On October 2, Qatari authorities removed 13 women from an Australia-bound Qatar Airways flight and subjected them to forced gynecological examinations after a premature baby was found abandoned in a toilet at Doha’s Hamad International Airport according to an Australian news report this week.
Airport officials said the infant is “safe” and being cared for in Qatar. The media reported that airport officials said they took action after “medical professionals expressed concern” about the health of the mother and “requested she be located.” But such actions would demonstrate the opposite of respect for women’s health and dignity.
The media reports say these women were given no information and did not have an opportunity to provide informed consent. Forced gynecological examinations can amount to sexual assault. Media also reported that authorities removed and examined additional women from the airport and other flights.
The Australian Minister of Foreign Affairs said she is expecting a report from Qatari authorities sometime this week.
The reported invasion of these women’s privacy is rightfully making headlines. But the circumstances that might have led a woman to leave the baby in the airport bathroom should be too.
In Qatar and across the Gulf region, sexual relations outside of wedlock are criminalized, meaning a pregnant woman who is not married, even if the pregnancy is the result of rape, may end up facing arrest and prosecution. Hospitals are required to report women pregnant outside of wedlock to the authorities. Abortion is also criminalized with limited exceptions including that women must have their husband’s consent. Low-paid migrant women, like the more than 100,000 migrant domestic workers, in Qatar are disproportionately impacted by such policies.

## Problem to work on
According to the text about the Doha airport incident, how many women were removed from the Australia-bound Qatar Airways flight? The data are separate material and unrelated to the text about the Doha airport incident.

## Items from a dataset
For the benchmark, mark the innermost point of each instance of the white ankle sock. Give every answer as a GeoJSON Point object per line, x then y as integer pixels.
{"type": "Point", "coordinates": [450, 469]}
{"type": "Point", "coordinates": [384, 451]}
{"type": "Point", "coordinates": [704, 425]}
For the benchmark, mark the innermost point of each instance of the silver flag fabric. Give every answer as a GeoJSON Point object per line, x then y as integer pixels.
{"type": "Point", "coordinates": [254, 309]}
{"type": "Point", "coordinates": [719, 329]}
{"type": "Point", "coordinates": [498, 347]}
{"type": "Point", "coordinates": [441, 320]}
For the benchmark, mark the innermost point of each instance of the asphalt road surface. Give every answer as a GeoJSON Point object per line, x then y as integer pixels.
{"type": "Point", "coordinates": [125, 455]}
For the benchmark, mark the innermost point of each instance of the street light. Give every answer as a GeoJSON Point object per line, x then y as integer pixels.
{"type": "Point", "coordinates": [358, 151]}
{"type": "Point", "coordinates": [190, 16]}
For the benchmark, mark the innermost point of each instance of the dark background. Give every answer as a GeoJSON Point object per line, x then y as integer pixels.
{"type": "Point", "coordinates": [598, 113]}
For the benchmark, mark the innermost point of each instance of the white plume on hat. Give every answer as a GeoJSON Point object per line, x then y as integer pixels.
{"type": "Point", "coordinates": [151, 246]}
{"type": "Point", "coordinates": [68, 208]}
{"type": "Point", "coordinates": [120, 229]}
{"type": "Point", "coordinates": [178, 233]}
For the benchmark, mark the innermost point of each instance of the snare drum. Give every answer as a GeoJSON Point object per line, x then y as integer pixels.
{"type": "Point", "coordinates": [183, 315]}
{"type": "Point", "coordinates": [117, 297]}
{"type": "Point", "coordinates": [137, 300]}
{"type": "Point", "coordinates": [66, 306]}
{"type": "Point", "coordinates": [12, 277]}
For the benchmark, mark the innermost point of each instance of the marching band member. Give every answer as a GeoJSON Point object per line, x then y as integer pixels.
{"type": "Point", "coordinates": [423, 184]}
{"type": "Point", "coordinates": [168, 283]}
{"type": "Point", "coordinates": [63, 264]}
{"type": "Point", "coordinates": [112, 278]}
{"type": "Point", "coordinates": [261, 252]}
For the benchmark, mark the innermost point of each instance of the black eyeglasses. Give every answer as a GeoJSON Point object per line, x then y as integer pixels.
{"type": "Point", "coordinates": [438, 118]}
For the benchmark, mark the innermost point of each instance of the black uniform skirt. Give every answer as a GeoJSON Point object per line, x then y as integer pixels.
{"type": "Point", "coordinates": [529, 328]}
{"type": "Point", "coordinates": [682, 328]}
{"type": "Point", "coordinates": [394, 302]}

## Problem solution
13 women.